### Задание
Переведите на английский язык предложение из фрагмента страницы: «Поэтому в социологии и истории под прогрессом понимают положительные изменения в обществе.»

Ссылки для упрощенного доступа

Наука: почему социологи предпочитают не использовать слово прогресс


Ирина Лагунина: Прогресс в биологии воспринимается как усложнение или увеличение организмов. Однако ни один живой сложный организм не сможет выжить без простейших. А в социуме – напротив - менее развитые сообщества более зависимы от более развитых. Поэтому в социологии и истории под прогрессом понимают положительные изменения в обществе. Тем не менее, многие современные биологи и историки стараются не пользоваться этим термином, считая его неверным. О том, какие научные данные заставили ученых пересмотреть привычное понятие прогресса, рассказывают авторы новой книги «Макроэволюция в живой природе и обществе» доктор исторических наук Андрей Коротаев, доктор философских наук Леонид Гринин и доктор биологических наук Александр Марков. С ними беседует Ольга Орлова.



Ольга Орлова: Продолжая разговор о сравнении эволюции в человеческом обществе и в природе, я, Леонид, хочу у вас спросить: ведь одним из таких ярких показателей общественной эволюции является прогресс?



Леонид Гринин: Скажем, в средние века совершенно не поощряли изобретательство, наоборот были нередки случаи, когда изобретателей изгоняли, потому что их машины могли лишить мастеров возможности прилично жить. Еще в конце 18 - начале 19 века были разрушители машин в Англии, которые боролись таким образом с прогрессом, лишавшего их куска хлеба. А теперь ситуация совершенно иная, изобретение не только поощряется, планируется, существуют огромные институты, разнообразные фирмы, которые занимаются инновациями, изобретением. И в результате социальная эволюция очень быстро развивается.



Ольга Орлова: Простите, тут же возникает вопрос: прогресс социальной эволюции и прогресс биологической эволюции, что это такое? Можно ли говорить о прогрессе в биологической эволюции?



Александр Марков: Понятие прогресса в биологии, вокруг этого понятия очень много дискуссий. Сейчас большинство западных ученых, эволюционистов склоняются к тому, что лучше всего вообще не пользоваться термином прогресса.



Андрей Коротаев: В среде социальной эволюции наблюдается то же самое, большинство специалистов социальной эволюции на Западе тоже избегают пользоваться понятием прогресса.

### Выборка данных
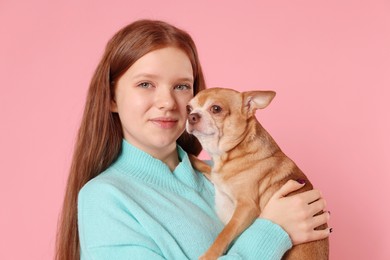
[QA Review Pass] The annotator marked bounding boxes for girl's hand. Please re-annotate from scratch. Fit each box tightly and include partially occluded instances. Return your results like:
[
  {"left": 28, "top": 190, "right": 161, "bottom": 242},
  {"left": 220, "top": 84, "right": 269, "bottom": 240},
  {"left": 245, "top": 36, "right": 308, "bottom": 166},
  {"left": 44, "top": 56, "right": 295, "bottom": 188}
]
[{"left": 260, "top": 180, "right": 332, "bottom": 245}]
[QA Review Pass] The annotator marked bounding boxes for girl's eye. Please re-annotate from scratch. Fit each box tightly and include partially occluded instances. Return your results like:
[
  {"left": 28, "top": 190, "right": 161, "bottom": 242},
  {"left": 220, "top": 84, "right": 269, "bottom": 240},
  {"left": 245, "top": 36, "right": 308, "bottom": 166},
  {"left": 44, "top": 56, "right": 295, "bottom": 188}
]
[
  {"left": 138, "top": 82, "right": 152, "bottom": 88},
  {"left": 210, "top": 105, "right": 222, "bottom": 114},
  {"left": 175, "top": 84, "right": 191, "bottom": 90},
  {"left": 186, "top": 105, "right": 192, "bottom": 114}
]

### Ожидаемый ответ
Therefore, in sociology and history, progress is understood as positive changes in society.